TASK OBJECTIVE: Output must match the records, character for character.

RECORDS PROVIDED:
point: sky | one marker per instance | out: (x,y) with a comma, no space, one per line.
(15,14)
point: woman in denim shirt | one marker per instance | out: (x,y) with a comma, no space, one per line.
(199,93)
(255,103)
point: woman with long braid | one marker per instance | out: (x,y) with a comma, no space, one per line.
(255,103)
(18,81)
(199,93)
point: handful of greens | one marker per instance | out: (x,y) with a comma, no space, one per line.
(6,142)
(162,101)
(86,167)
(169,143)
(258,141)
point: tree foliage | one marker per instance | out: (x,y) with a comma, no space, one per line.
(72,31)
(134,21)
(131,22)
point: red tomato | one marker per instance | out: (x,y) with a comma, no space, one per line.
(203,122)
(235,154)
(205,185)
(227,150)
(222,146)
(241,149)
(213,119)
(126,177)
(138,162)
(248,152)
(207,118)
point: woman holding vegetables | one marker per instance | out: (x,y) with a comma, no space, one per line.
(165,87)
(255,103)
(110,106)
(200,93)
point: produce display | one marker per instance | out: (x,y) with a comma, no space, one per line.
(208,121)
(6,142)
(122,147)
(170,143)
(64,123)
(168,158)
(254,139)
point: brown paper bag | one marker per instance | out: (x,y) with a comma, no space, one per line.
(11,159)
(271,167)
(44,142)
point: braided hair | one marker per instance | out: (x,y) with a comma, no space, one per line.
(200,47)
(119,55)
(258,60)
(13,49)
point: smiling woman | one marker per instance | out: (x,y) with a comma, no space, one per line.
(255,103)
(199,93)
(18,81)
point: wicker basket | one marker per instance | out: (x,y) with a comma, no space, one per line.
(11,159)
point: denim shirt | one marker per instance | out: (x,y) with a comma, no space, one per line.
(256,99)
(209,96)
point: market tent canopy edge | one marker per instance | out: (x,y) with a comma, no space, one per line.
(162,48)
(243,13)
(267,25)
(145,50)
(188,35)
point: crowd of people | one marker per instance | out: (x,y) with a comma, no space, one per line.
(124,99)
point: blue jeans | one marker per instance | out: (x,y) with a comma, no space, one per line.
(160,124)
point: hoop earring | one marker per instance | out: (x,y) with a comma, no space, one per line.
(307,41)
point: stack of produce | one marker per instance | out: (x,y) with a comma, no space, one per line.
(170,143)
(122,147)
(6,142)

RESULT OF THIS TASK:
point: sky | one marker per instance | out: (x,y) with a comma, no space, one per line.
(15,14)
point: woman in denim shirt | one marker per instance | out: (x,y) with a comma, no space, one per line.
(199,93)
(255,103)
point: woman with long braid | one marker per instance | out: (x,y) with a comma, no space, one per line.
(255,103)
(18,81)
(199,93)
point: handful of greens | one marker per instance | out: (x,y) with a comma, no space, one per line.
(6,142)
(162,101)
(86,167)
(169,143)
(258,141)
point: tree foliage | one marker per instance | out: (x,y) with a comma, no space, one per line.
(72,31)
(134,21)
(131,22)
point: red tomato | one marker per instance | out: (x,y) with a comma, no space, one per line.
(203,122)
(235,154)
(205,185)
(227,150)
(222,146)
(241,149)
(213,119)
(126,177)
(138,162)
(248,152)
(207,118)
point: woman holding vegetables | one marker per instance | out: (x,y) with a comma, no space, one per line.
(165,87)
(255,103)
(110,106)
(200,93)
point: produce display | one marker per instance | out: (x,y) with a comma, no space, one per line.
(208,121)
(6,142)
(122,147)
(170,143)
(64,123)
(168,158)
(254,139)
point: brown paper bag | one marker per instance | out: (x,y) with a comma, no space, one per line.
(11,159)
(271,167)
(44,142)
point: braided hair | one marker per instance | out: (x,y) with a comma, no space, one per line.
(200,47)
(119,55)
(258,60)
(13,49)
point: smiling woman | one marker per instance | out: (x,y) with a comma, no space, one per line.
(255,103)
(199,93)
(18,81)
point: wicker basket | one marker per instance | out: (x,y) with a comma, no space, one per line.
(11,159)
point: denim shirt | one marker per instance | out: (x,y) with a comma, no space, one per line.
(256,99)
(209,96)
point: market tent canopy edge | one marker per instance | out: (x,y) with a comma, no space, one per line.
(162,48)
(243,13)
(267,25)
(145,50)
(188,35)
point: crowd of people | one marker per instance | out: (x,y) with a comma, no space, one per line.
(124,99)
point: blue jeans | one marker per instance | out: (x,y) with a comma, no space, one per line.
(160,124)
point: hoop earring | one marker per instance | out: (x,y) with a comma, no space, one per line.
(307,41)
point: stack of produce | one marker per instance | out: (x,y) with a comma, no space, one per line.
(170,143)
(122,147)
(6,142)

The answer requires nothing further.